> [STATED PROBLEM]:
Rewrite everything from the line containing "Tag any visible truck tire." down through the last of the items, with the full wording of each item kept as it stands, including its sample coordinates. Scale every bounding-box pixel coordinate given as an answer by 0.35, and round each result to a whole number, with halves rounded up.

──────── GIVEN INFORMATION

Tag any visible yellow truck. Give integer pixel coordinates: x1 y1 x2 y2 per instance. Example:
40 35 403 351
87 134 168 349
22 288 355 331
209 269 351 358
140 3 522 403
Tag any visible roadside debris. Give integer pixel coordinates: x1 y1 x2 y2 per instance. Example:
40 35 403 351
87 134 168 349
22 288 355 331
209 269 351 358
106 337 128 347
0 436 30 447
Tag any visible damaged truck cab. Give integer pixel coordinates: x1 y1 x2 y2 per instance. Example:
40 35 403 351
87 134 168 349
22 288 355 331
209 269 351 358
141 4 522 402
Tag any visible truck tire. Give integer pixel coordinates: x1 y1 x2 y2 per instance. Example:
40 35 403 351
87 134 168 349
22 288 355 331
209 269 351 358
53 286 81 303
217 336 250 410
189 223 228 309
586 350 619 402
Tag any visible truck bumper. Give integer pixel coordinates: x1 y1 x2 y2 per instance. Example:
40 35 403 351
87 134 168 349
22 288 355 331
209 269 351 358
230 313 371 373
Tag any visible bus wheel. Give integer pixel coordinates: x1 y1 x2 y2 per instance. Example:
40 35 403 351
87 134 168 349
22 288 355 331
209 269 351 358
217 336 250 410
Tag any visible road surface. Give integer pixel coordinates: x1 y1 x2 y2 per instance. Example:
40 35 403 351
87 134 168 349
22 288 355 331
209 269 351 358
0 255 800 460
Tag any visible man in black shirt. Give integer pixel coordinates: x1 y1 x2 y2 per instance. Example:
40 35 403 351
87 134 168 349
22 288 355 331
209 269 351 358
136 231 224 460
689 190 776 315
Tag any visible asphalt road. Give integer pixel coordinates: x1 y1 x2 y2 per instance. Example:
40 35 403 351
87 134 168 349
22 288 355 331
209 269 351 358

────────────────

> [SOLVED EXERCISE]:
Tag any visible truck tire. Give integer pixel coordinates: x1 y1 x2 y2 per instance. Example:
40 35 403 351
87 134 168 349
22 288 355 331
209 269 351 358
19 100 28 106
76 118 88 144
66 78 80 108
205 123 217 141
Tag any visible truck bumper. Give integer pixel coordinates: x1 y1 x2 y2 per instance. Example:
40 35 403 351
87 134 168 349
22 288 355 331
209 269 351 358
81 110 130 131
Tag any visible bus wheel. Give integer pixel coordinates: x1 y1 x2 y2 per instance. Example:
40 35 403 351
87 134 168 349
22 288 355 331
209 269 351 358
76 118 88 144
Tag any visible road surface. Give integer pixel coordinates: x1 y1 x2 y2 per instance. Example:
40 35 403 351
87 134 168 349
22 288 355 331
209 269 351 358
0 89 280 161
Tag any visible man in black shirt. Give integer pixel coordinates: x1 y1 x2 y2 per instance. Example:
40 35 403 351
87 134 168 349
22 288 355 331
209 269 351 358
48 81 78 161
241 67 272 110
Tag any visible asphalt road. Give integer pixel coordinates: x1 y1 x2 y2 per instance. Example:
40 35 403 351
87 134 168 349
22 288 355 331
209 269 351 358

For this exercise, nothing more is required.